Fusarium head blight (FHB) is a destructive fungal
disease of wheat that causes significant economic loss due to lower yields and
the contamination of grain with fungal toxins (mycotoxins), particularly
deoxynivalenol (DON). FHB disease spread and mycotoxin contamination has been
shown to worsen at elevated CO2, therefore, it is important to
identify climate-resilient FHB resistance. This work evaluates whether wheat
with the Fhb1 quantitative trait locus (QTL), the most widely deployed
FHB resistance locus in wheat breeding programs, provides reliable disease
resistance at elevated CO2. Near-isogenic wheat lines (NILs) derived
from either a highly FHB susceptible or a more FHB resistant genetic
background, with or without the Fhb1 QTL, were grown in growth chambers
at ambient (400 ppm) and elevated (1000 ppm) CO2 conditions. Wheat
was inoculated with Fusarium graminearum and evaluated for FHB severity.

#### WHAT THE TASK REQUIRES:
In the passage on Fusarium head blight in wheat, what CO2 concentrations were used for the ambient and elevated growth chamber conditions? The material that comes next has no connection to the passage on Fusarium head blight in wheat.

[Items from a data source]
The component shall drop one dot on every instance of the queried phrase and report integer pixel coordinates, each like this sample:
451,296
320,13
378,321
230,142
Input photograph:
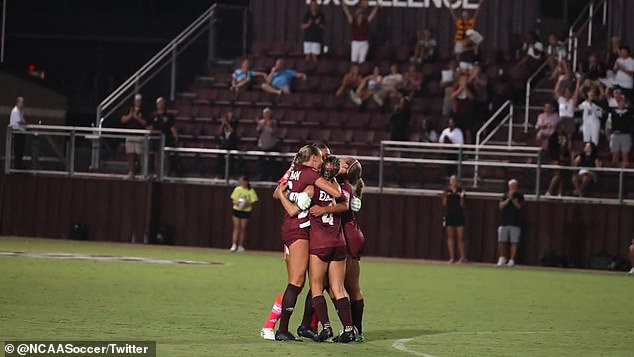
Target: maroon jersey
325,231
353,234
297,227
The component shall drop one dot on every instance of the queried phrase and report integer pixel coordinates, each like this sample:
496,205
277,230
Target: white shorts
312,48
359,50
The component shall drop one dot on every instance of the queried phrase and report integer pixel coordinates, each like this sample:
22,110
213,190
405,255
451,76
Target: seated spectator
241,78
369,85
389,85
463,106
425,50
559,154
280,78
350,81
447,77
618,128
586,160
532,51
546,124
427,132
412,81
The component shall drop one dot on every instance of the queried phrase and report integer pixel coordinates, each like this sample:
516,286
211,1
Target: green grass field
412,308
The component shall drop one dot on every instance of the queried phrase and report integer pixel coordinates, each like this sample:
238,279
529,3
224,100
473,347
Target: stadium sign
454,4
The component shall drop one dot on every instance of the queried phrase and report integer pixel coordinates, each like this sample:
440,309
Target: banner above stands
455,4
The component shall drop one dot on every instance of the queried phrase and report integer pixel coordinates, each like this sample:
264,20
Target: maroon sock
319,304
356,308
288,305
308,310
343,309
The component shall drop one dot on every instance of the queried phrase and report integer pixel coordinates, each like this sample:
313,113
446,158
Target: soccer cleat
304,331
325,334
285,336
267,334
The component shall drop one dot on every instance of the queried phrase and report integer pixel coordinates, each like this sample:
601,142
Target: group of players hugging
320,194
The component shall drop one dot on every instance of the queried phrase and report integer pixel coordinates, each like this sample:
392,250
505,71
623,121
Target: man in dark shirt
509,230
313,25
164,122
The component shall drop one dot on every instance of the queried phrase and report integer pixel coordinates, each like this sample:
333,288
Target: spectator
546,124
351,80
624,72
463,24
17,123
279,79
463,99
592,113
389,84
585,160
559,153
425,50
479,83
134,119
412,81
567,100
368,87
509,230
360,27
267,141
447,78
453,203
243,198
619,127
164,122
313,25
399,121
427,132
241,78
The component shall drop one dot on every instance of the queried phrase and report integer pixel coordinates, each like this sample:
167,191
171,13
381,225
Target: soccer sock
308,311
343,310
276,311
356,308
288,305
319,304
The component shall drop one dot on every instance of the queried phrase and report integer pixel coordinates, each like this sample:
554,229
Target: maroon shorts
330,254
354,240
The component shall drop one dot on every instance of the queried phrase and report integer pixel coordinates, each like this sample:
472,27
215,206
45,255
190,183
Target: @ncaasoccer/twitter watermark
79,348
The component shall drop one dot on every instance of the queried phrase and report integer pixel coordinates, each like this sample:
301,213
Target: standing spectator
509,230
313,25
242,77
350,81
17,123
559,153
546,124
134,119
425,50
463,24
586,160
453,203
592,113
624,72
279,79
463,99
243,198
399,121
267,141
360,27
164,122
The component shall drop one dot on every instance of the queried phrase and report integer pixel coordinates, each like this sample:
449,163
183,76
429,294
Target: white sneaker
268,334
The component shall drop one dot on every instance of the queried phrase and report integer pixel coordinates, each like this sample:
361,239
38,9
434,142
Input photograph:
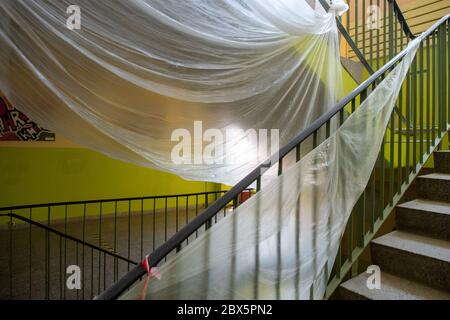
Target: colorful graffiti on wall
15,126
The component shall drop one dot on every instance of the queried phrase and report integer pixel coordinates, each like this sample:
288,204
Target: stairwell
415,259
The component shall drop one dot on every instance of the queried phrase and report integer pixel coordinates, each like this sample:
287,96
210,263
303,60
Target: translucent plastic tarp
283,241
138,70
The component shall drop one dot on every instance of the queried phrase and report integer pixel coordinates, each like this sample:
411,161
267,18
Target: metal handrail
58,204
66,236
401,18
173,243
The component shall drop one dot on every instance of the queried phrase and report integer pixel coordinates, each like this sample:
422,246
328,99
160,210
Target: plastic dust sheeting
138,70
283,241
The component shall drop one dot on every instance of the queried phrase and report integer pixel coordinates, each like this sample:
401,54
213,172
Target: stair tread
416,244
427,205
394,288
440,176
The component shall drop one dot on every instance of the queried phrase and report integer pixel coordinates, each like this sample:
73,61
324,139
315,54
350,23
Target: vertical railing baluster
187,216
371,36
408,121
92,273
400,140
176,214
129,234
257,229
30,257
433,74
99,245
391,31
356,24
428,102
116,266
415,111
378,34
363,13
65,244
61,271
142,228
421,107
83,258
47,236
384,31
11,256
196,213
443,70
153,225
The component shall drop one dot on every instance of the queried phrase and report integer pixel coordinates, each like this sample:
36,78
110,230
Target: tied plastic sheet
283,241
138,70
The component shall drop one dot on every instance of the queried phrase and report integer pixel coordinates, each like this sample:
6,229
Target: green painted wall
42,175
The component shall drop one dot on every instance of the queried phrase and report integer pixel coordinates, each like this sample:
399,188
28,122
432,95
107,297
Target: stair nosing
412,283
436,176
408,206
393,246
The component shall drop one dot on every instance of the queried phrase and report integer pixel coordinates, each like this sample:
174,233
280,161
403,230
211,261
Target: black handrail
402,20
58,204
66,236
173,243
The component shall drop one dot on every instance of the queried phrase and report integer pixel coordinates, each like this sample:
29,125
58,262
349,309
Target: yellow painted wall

#### YOUR RESPONSE:
Ambient conditions were 400 ppm CO2, and elevated conditions were 1000 ppm CO2.